Njenga v Mugo & 3 others (Civil Appeal 145 of 2018) [2023] KECA 18 (KLR) (26 January 2023) (Judgment)

Njenga v Mugo & 3 others (Civil Appeal 145 of 2018) [2023] KECA 18 (KLR) (26 January 2023) (Judgment)

1.Before us is an appeal arising out of the ruling in Nyahururu ELC case No 261 of 2017. The respondents had filed a preliminary object against a suit filed by the appellant urging the trial court to dismiss the suit as it offended section 7 of the Limitation of Actions Act. The learned Judge after hearing both parties ruled that the court lacked jurisdiction since the suit was time barred under the Limitation of Actions Act.

--- --- ---

Required task a: From the records below, extract every line starting at the line that contains "Placement rule: one point per instance of the eyelash, set" and ending at the line that contains "column 412, row 764", reproducing each line verbatim.

--- --- ---

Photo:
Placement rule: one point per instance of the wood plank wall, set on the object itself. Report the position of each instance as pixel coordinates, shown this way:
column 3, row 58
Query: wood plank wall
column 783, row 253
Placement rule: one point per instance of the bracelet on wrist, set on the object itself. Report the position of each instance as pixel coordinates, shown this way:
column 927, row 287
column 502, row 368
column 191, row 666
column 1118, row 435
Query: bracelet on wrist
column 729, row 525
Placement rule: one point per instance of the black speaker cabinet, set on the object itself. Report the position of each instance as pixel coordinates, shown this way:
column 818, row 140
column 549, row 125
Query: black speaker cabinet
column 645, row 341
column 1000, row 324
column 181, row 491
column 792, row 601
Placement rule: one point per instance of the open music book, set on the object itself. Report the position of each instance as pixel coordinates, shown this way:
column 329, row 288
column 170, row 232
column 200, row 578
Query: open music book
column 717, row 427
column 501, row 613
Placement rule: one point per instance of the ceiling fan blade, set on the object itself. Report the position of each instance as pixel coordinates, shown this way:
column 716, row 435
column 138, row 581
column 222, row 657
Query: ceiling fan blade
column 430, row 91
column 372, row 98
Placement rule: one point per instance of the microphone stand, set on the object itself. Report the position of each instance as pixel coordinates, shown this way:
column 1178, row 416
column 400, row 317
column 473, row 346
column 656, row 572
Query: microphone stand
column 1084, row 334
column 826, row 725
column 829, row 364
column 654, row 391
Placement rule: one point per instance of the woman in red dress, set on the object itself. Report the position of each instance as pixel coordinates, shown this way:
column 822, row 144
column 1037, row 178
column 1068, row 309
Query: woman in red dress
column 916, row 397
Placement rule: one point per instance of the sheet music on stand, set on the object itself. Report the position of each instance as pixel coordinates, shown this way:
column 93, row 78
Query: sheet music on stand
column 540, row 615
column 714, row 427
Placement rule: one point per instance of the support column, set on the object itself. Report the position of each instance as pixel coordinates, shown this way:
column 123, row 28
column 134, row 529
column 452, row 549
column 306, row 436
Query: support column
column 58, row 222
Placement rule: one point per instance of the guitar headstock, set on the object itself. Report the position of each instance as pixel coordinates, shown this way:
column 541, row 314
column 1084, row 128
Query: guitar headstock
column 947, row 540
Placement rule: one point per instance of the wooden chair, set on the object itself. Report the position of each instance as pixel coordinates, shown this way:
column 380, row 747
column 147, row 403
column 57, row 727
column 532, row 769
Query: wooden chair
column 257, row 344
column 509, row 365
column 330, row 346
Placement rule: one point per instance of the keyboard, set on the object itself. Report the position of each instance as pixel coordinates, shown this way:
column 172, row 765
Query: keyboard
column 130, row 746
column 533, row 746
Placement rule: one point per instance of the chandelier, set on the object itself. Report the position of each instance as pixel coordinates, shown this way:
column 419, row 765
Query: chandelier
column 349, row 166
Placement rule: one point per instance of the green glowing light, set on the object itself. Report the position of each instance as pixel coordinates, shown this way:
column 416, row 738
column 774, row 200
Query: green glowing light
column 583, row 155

--- --- ---

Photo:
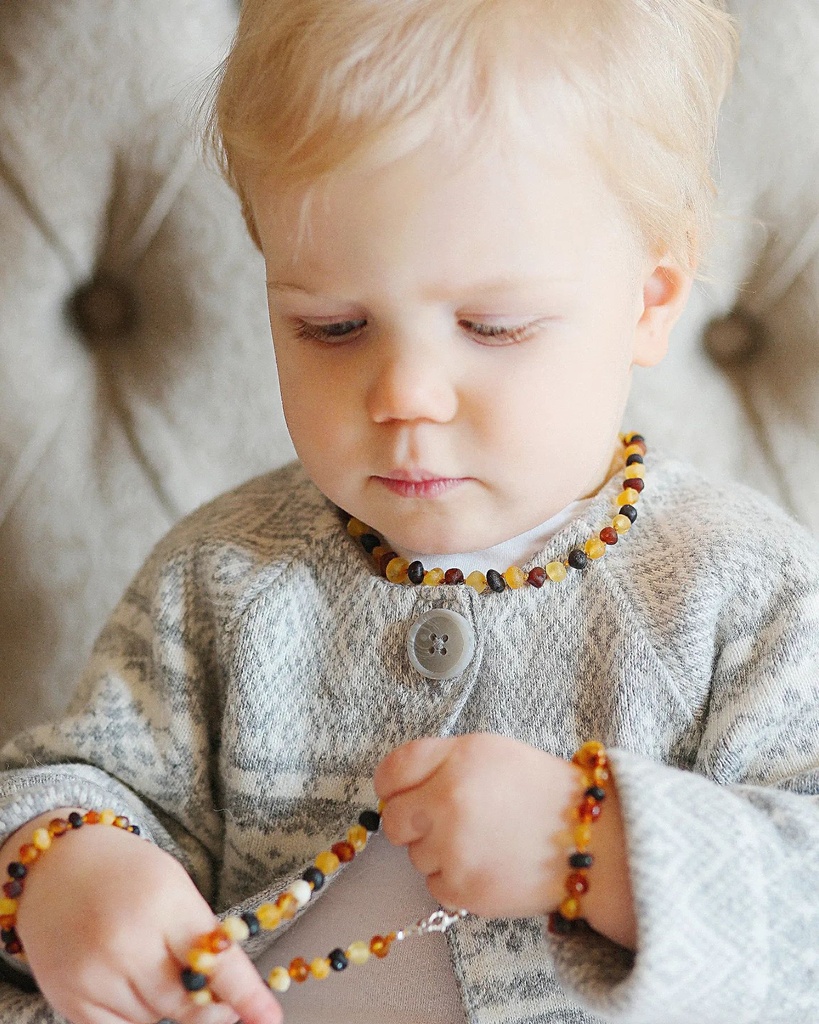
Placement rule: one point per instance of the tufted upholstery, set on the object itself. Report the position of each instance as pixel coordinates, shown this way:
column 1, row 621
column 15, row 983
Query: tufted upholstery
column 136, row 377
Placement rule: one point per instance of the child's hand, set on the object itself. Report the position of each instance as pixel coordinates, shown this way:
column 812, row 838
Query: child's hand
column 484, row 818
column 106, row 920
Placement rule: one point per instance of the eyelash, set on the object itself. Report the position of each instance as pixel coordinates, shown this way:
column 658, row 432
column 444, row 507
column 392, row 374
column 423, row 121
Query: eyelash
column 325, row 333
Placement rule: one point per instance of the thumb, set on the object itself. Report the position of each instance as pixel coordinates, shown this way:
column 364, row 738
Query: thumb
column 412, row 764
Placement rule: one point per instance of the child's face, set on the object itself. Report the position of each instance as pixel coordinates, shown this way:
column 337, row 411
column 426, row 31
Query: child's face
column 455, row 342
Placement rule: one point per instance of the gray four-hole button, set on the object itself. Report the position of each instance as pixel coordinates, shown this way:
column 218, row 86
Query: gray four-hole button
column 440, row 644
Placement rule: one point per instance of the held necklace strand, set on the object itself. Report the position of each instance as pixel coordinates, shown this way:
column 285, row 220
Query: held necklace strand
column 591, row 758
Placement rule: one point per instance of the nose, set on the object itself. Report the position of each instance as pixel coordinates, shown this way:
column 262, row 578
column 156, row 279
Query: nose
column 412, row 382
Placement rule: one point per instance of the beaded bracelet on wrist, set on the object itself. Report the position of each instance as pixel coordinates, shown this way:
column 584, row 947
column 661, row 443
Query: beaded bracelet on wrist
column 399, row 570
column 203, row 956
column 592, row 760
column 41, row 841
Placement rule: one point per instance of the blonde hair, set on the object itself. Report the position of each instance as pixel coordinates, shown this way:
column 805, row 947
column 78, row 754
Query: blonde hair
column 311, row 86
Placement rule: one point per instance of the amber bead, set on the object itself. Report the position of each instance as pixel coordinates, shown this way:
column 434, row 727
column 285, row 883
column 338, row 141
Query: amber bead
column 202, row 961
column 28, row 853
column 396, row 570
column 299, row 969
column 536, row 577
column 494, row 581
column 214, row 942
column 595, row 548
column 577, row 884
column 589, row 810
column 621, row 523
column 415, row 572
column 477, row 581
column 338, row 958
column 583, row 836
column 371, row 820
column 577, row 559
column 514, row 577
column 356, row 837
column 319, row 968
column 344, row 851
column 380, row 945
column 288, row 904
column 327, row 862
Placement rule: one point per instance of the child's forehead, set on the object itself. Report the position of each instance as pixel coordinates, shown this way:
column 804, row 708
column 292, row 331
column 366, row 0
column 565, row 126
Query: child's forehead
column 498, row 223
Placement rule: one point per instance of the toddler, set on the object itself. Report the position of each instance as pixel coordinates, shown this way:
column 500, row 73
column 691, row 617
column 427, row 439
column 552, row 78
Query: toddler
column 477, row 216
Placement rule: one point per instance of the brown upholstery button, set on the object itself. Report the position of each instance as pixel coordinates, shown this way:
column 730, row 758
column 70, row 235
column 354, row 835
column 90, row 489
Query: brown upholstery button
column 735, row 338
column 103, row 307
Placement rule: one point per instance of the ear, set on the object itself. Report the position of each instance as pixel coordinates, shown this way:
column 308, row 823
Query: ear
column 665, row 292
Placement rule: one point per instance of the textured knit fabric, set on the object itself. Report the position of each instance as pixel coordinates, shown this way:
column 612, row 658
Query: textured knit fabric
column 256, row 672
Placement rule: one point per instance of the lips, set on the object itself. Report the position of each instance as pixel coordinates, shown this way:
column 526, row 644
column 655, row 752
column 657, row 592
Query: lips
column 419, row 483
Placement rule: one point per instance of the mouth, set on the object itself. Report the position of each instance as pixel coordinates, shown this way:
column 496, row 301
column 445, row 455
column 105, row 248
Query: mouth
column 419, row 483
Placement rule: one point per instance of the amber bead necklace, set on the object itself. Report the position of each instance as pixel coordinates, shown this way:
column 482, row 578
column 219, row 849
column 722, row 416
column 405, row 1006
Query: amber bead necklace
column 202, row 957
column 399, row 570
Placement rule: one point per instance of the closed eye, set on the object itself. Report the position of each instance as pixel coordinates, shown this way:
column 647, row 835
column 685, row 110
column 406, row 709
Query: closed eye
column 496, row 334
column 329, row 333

--- --- ---

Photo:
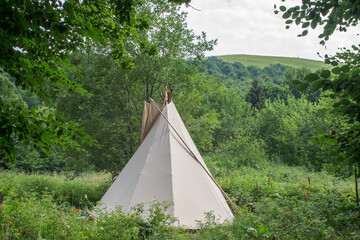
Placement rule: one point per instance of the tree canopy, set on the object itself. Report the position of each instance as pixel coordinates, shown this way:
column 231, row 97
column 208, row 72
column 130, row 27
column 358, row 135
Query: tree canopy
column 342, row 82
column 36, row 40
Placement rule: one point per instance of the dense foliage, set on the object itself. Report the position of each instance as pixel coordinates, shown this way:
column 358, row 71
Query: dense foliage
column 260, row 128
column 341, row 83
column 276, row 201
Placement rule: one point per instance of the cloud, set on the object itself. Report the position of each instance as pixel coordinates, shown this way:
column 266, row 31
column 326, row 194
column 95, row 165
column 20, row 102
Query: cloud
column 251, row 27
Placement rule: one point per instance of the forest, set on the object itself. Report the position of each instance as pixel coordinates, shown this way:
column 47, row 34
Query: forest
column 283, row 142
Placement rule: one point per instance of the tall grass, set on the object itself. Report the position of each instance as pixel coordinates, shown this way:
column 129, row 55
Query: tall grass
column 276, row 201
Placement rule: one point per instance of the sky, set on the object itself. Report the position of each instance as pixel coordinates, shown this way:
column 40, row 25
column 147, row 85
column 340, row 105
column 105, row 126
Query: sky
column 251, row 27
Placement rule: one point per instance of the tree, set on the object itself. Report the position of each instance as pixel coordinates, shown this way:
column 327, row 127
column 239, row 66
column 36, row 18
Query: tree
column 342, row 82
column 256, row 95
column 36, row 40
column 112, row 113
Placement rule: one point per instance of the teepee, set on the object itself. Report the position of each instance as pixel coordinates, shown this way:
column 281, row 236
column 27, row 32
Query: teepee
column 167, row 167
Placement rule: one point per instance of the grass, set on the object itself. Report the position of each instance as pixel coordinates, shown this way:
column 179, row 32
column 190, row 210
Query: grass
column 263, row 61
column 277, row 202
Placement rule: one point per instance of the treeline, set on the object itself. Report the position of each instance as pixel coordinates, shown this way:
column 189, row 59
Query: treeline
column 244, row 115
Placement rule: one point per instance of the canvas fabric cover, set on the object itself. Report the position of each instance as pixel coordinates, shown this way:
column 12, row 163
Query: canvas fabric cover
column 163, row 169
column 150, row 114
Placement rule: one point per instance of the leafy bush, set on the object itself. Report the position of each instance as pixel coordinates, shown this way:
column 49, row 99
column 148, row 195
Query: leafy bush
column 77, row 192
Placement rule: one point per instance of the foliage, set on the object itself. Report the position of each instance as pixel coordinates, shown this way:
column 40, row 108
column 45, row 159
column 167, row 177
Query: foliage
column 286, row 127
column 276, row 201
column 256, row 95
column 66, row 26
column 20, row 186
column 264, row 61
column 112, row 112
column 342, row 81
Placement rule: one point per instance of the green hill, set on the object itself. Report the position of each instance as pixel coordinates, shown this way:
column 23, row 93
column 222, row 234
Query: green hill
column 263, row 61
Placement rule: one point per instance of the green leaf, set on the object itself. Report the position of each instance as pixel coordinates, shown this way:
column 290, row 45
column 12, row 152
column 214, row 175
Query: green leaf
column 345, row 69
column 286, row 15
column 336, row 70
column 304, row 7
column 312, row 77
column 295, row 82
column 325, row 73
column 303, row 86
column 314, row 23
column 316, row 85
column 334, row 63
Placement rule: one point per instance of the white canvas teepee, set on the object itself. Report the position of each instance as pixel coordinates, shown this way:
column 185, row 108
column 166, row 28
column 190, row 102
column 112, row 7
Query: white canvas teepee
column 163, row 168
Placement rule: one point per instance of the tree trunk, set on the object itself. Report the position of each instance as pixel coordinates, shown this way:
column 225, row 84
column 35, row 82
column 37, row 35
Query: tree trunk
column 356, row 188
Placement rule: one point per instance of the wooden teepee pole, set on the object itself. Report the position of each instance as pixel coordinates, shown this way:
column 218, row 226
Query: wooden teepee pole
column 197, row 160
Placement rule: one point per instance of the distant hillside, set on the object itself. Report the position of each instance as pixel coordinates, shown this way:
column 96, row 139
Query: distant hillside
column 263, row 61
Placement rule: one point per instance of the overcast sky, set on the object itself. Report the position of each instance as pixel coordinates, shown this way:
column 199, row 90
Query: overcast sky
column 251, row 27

--- --- ---

Required task b: Copy the passage of the judgment starting at "1.Before us is" and ending at "under the Limitation of Actions Act.", word for word.

Solution a:
Placement rule: one point per instance of the eyelash, set on the object itself. Report the position of each instance as pixel coordinates, shown this way:
column 658, row 432
column 444, row 507
column 392, row 374
column 423, row 121
Query: eyelash
column 325, row 333
Placement rule: one point per instance of the thumb, set on the object itself. Report the position of each instance as pixel coordinates, shown this way:
column 364, row 738
Query: thumb
column 412, row 764

Solution b:
1.Before us is an appeal arising out of the ruling in Nyahururu ELC case No 261 of 2017. The respondents had filed a preliminary object against a suit filed by the appellant urging the trial court to dismiss the suit as it offended section 7 of the Limitation of Actions Act. The learned Judge after hearing both parties ruled that the court lacked jurisdiction since the suit was time barred under the Limitation of Actions Act.